▸ **TASK TO COMPLETE**: Everything from the opening line of the listing below to the line that has "like x=462, y=244.", inclusive, should be returned exactly, except the pictures.

%%

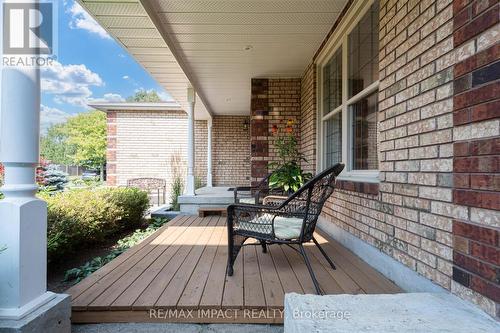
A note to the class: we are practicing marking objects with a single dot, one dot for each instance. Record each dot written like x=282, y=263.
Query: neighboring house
x=404, y=92
x=149, y=140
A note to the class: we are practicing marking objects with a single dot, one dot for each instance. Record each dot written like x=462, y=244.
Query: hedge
x=80, y=217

%%

▸ **EXERCISE OUTPUT**:
A note to the class: we are practicing marking objects with a single dot, one dot for each instance. Record each dot written like x=282, y=263.
Query: neighboring house
x=404, y=92
x=149, y=140
A note to the class: we are practicing marking objects with a single dot, one dot for each instance. Record each dot written like x=462, y=244.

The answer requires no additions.